=== DAFTAR TUGAS ===
A. Sebutkan semua bilangan yang ditulis dengan angka dalam teks tentang jurnalisme warga.
B. Kutip bagian teks tentang jurnalisme warga, dimulai dari kata-kata "Namun, sayangnya dengan" dan berhenti setelah kata-kata "berita yang benar.".

=== KUTIPAN TEKS ===
------------------------------------------------------------

“Sekarang ini, setiap orang bisa jadi pemimpin redaksi. Dan bikin kartu nama sebagai wartawan. Sehingga, kesadaran dan kemandirian pers tidak sebesar dulu,” kata Nugroho.
Perkembangan sosial media yang dengan sangat cepat, menurut Nugroho juga melahirkan setiap orang menjadi wartawan. Dan kemudian muncul pula istilah jurnalisme warga. “Di mana setiap orang bisa merekam sebuah peristiwa dan menyebarkannya,” kata Nugroho.
Namun, sayangnya dengan keterbatasan pengetahuan, mereka membuat berita tanpa dasar yang jelas seperti layaknya wartawan menulis berita, dengan patokan rumusan wartawan menulis berita yang harus memuat 5 W .
“Di sinilah muncullah istilah berita hoax, dan kebanyakan dibuat oleh pelajar dan mahasiswa. Awalnya, mereka tidak menyadari apa yang dibuat itu sebagai berita hoax. Mereka membuat berita tidak lengkap asal usulnya!”
Nugroho menyebut bersama AJV, ia kemudian masuk ke berbagai sekolah dan kampus, untuk memperkenalkan pola penulisan berita yang benar.
Dalam jangka panjang, Nugroho melihat jusrnalistik mainstream, harus bisa belajar dari pola jurnalisme warga. “Jujur saja, sekarang kondisinya terbalik. Banyak media mainstream belakangan ini yang mengambil (bahan) dari jurnalisme warga yang tersebar di sosial media. Ini harusnya membuat kita sadar, dan tidak berlebihan. Jangan juga membuat persyarat macam-macam. Seperti ujian kompetensi watawan yang tidak jelas!” katanya di tengah sekitar lebih dari 100 peserta diskusi, di antaranya 21 Mahasiswa BSI jurusan Broadscast.

------------------------------------------------------------

=== ENTRI YANG DIBERIKAN ===
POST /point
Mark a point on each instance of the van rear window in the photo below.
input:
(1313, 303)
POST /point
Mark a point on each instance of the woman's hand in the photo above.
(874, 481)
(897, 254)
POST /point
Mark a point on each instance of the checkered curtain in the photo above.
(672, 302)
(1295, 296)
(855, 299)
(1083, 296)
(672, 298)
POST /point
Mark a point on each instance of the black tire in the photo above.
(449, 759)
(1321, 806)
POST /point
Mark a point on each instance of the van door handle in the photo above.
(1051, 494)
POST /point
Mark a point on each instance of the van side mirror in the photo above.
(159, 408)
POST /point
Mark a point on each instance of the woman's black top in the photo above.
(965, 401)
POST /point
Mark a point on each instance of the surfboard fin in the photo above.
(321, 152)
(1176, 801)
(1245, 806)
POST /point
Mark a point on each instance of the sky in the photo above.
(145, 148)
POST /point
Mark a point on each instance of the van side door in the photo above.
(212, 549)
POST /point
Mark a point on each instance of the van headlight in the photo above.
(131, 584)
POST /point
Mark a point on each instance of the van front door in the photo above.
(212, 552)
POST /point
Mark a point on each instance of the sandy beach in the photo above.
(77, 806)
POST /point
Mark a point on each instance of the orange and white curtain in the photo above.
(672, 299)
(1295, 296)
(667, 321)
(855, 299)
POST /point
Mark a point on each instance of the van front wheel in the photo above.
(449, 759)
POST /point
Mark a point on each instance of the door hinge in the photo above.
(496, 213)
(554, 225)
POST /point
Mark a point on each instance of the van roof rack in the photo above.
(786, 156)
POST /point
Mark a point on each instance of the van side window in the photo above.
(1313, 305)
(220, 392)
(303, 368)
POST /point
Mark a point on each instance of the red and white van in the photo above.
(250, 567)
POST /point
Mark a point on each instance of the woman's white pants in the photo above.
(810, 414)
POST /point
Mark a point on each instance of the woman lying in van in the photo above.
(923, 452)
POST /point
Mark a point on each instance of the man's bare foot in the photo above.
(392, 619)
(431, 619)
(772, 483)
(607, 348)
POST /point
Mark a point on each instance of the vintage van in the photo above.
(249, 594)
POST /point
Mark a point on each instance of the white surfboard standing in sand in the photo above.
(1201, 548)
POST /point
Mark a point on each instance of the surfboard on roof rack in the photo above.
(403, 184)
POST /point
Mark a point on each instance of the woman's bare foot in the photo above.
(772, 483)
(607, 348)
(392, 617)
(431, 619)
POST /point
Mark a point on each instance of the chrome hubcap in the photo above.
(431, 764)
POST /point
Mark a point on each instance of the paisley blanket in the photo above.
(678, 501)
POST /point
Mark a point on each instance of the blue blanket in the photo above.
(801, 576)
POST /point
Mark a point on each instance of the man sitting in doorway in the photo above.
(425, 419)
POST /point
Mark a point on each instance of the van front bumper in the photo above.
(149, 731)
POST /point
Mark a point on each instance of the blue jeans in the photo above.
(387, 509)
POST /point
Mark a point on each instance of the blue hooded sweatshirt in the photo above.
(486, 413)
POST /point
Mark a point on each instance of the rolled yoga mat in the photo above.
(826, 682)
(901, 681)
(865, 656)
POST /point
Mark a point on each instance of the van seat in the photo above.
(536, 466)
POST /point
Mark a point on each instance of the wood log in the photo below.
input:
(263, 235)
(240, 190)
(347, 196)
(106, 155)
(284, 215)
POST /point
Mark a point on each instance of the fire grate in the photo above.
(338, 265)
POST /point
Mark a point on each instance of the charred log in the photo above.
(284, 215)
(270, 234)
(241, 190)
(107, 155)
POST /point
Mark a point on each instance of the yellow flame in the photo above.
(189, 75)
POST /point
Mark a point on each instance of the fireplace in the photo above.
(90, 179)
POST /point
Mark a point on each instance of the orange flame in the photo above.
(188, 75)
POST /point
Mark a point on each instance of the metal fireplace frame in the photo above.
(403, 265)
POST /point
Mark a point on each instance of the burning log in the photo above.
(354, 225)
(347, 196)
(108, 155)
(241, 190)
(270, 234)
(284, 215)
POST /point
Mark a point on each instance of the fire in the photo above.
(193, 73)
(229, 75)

------------------------------------------------------------

=== JAWABAN TUGAS ===
A. 5 (dalam "5 W"), 100, 21

B.
Namun, sayangnya dengan keterbatasan pengetahuan, mereka membuat berita tanpa dasar yang jelas seperti layaknya wartawan menulis berita, dengan patokan rumusan wartawan menulis berita yang harus memuat 5 W .
“Di sinilah muncullah istilah berita hoax, dan kebanyakan dibuat oleh pelajar dan mahasiswa. Awalnya, mereka tidak menyadari apa yang dibuat itu sebagai berita hoax. Mereka membuat berita tidak lengkap asal usulnya!”
Nugroho menyebut bersama AJV, ia kemudian masuk ke berbagai sekolah dan kampus, untuk memperkenalkan pola penulisan berita yang benar.